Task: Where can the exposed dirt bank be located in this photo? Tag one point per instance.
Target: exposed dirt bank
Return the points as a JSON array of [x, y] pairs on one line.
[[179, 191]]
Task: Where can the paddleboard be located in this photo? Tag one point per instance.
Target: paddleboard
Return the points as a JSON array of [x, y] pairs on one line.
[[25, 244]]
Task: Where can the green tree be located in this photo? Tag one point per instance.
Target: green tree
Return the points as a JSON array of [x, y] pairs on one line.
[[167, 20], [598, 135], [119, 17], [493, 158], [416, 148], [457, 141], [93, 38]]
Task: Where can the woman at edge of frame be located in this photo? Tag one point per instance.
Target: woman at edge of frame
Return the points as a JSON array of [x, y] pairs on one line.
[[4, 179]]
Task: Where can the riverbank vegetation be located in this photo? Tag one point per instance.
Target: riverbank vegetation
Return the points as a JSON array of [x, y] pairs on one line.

--- WHAT IS BEING ASKED ---
Rewrite all of the entries above, replacing "Tag" with "Mark" and leaving everything else unchanged.

--- WRITTEN ANSWER ---
Task: Where can the exposed dirt bank be located in this photo? Mark one point per instance.
Target: exposed dirt bank
Return the points as a JSON array of [x, y] pairs on one line.
[[179, 191]]
Task: Where can the paddleboard be located in this photo? Mark one point per instance.
Target: paddleboard
Return the points as a JSON array of [x, y] pairs on one line.
[[25, 244]]
Task: Where can the green tree be located in this photo? Mark one point per instance.
Target: green tree
Return the points as a JSON array of [x, y] pairs on one line.
[[167, 20], [598, 135], [119, 17], [493, 158], [416, 148], [457, 141], [93, 38]]
Task: Where can the woman at edge of frame be located in this photo? Mark one point per instance.
Target: woman at edge of frame
Return the points as a JSON array of [x, y] pairs on one line.
[[4, 179]]
Task: Where can the riverbank vegetation be located in this photo? Mark one point per instance.
Target: riverbank vegetation
Return the points as a JSON array of [x, y] pairs on one line.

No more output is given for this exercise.